(SUPPLIED ENTRIES begins)

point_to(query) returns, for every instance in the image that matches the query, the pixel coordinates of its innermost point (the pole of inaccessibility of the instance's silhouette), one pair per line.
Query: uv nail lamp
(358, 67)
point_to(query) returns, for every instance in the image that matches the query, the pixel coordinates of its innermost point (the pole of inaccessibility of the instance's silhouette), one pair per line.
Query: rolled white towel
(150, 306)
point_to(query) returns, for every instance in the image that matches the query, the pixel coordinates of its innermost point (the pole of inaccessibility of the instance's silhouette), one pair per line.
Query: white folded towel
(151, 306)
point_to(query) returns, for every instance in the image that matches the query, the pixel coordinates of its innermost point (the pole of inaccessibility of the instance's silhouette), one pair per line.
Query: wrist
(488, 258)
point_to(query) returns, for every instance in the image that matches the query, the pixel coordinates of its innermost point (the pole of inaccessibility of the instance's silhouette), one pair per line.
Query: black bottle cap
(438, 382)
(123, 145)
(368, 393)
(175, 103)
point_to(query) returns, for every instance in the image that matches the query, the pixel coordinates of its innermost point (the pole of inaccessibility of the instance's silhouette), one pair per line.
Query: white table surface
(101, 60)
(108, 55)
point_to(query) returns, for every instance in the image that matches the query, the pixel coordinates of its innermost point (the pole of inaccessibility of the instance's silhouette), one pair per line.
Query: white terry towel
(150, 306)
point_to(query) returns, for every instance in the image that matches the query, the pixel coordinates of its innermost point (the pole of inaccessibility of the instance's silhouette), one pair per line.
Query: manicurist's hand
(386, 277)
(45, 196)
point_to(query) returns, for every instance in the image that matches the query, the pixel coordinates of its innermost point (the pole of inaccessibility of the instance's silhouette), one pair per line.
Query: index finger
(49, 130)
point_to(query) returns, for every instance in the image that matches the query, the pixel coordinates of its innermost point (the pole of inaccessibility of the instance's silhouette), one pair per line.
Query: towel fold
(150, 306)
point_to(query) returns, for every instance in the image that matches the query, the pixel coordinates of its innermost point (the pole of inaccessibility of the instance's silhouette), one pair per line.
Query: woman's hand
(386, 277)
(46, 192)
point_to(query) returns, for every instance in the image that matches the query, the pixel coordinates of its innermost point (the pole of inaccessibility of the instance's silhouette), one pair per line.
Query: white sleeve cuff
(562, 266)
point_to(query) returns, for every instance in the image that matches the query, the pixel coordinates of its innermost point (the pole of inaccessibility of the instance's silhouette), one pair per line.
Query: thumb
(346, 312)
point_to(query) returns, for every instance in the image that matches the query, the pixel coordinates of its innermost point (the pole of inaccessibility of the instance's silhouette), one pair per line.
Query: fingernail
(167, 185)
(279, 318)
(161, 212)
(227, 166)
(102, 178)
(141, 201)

(SUPPLIED ENTRIES ends)

(WORK TASK) Output the records exactly, so that each line matches what was given.

(TASK SOLUTION)
point_to(query) returns, for every instance in the image that matches the query, the pixel coordinates of its innermost point (the pole of inaccessibility of the instance's silhouette), one pair per line.
Query: uv nail lamp
(358, 67)
point_to(query) returns, for every instance in the image that matches the query, the pixel coordinates of its innermost point (the pole of inaccessibility of the instance's silhouette), one pair per line.
Query: rolled white towel
(150, 306)
point_to(query) returns, for every instance in the image that matches the query, the pixel coordinates of its innermost point (the pole of inaccessibility of the instance's silhouette), one pair per line.
Query: white folded towel
(151, 306)
point_to(query) returns, for every instance in the image that matches the query, the pixel coordinates of its innermost point (the pole of inaccessibility of the instance's silhouette), one pair per line.
Query: wrist
(488, 258)
point_to(query) returns, for every instance in the image that matches the query, the pixel coordinates of its innermost point (the pole of inaccessibility of the instance's silhouette), one pair per line.
Query: black bottle cap
(438, 382)
(123, 145)
(368, 393)
(175, 103)
point_to(query) returns, for every instance in the image that matches the query, the pixel coordinates of its innermost point (the pole of inaccessibility of the instance's silhouette), one pair per line.
Query: white table surface
(101, 60)
(108, 55)
point_to(query) returns, for every instance in the image that matches the query, the pixel coordinates of its innermost point (the pole of inaccessibility of the instance's silhouette), one pair per line.
Query: white terry towel
(150, 306)
point_to(query) returns, for every instance in the image that matches the query, the pixel coordinates of its innermost point (the pole of inaccessibility of the instance's silhouette), one pair per line.
Query: manicurist's hand
(386, 277)
(45, 196)
point_to(query) returns, for every instance in the image that matches the query, the pixel coordinates of its innermost point (the pole of inaccessibility of the instance's silhouette), one pair per line.
Query: index finger
(49, 130)
point_to(query) returns, for every instance in the image that matches the query, the pixel coordinates of its innermost point (the pole of inaccessibility of the instance's silhouette), one pair per line.
Query: towel fold
(150, 306)
point_to(query) returns, for every instance in the image that matches the query, the pixel coordinates of its innermost point (the pole of inaccessibility of the instance's silhouette), one pair per line.
Query: woman's hand
(386, 277)
(46, 192)
point_to(query) returns, for every instance in the image that matches the query, the pixel coordinates of its innermost point (the pole of inaccessibility of the instance's silhouette), one pair per line.
Query: white sleeve cuff
(562, 266)
point_to(query) returns, for every instance in the image that matches the query, the pixel coordinates of its innermost point (the pole of inaccessibility of the instance's silhouette), one pair per line.
Query: thumb
(346, 312)
point_to(query) returns, for every instance in the image that matches the query, the pixel coordinates of its innermost point (the pole of inaccessibility of the instance's silhouette), one pair per line.
Query: fingernail
(167, 185)
(279, 318)
(161, 212)
(227, 166)
(102, 178)
(141, 201)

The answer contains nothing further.